─── Passage cité

MRNews : Vous êtes CMI d’Auchan International. Quel est plus précisément votre rôle ? 

Hervé Bridoux (Auchan) : J’ai la responsabilité des études internationales. Cela recouvre la Prospective, l’idée étant d’anticiper ce qui va se passer demain en observant d’autres secteurs. Nous le faisons avec les instituts, mais cela suppose aussi un travail important de communication et de pédagogie en interne. Avec mon équipe, j’accompagne également les comités de direction des différents pays sur leur stratégie marketing. Nous intervenons également sur les enjeux d’Innovation ‘Produits’, pour alimenter la R&D. Nous menons pas mal d’études de type Ethno, notamment pour détecter les irritants clients. S’ajoute enfin à cela le monitoring de la marque, avec des indicateurs classiques de brand tracking ou de performances business.

──────

■ **Votre travail**
A. Dans le passage cité, relevez les missions qu'Hervé Bridoux rattache à son rôle, dans l'ordre où il les mentionne.
B. Résumez le passage cité en deux phrases.
C. Prolongez le passage cité, l'entretien sur le rôle d'Hervé Bridoux chez Auchan, en reprenant juste après sa dernière phrase.

─── Listing présenté

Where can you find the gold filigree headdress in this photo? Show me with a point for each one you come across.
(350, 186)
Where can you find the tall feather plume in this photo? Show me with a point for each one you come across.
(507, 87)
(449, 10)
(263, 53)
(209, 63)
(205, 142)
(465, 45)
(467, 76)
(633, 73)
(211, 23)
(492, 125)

──────

■ **Réponses dans l'ordre**
A.
1. La Prospective
2. L'accompagnement des comités de direction des différents pays sur leur stratégie marketing
3. Les enjeux d'Innovation « Produits », pour alimenter la R&D
4. Les études de type Ethno, notamment pour détecter les irritants clients
5. Le monitoring de la marque

B. Hervé Bridoux, CMI d'Auchan International, a la responsabilité des études internationales, qui recouvrent la Prospective menée avec les instituts ainsi qu'un travail de communication et de pédagogie en interne. Avec son équipe, il accompagne aussi les comités de direction des pays sur leur stratégie marketing, intervient sur l'innovation produits pour alimenter la R&D, mène des études de type Ethno pour détecter les irritants clients et assure le monitoring de la marque.

C.
Au-delà des étiquettes, mon rôle est de faire en sorte que le consommateur soit partout dans l’entreprise. Notre métier est parfois perçu comme étant essentiellement dédié à la réalisation technique d’études ou à la validation d’hypothèses. En réalité, je considère que l’essentiel commence après la présentation des résultats, lorsque nous travaillons avec les équipes pour mettre en perspective les enseignements et surtout définir les ‘pour action’.

Je considère que l’essentiel de notre métier commence après la présentation des résultats, lorsque nous travaillons avec les équipes pour mettre en perspective les enseignements et surtout définir les ‘pour action’.

C’est au fond un métier d’accompagnateur ?

Oui, je vois les choses ainsi. Nous devons être des consultants internes, des accompagnateurs et même des facilitateurs. Et ne pas nous enfermer dans la posture du sachant, de l’expert qui délivrerait des résultats et des recommandations essentiellement à partir de sa propre analyse des informations. Si on fait cela, on se coupe de la puissance de l’intelligence collective qui me semble être une arme majeure.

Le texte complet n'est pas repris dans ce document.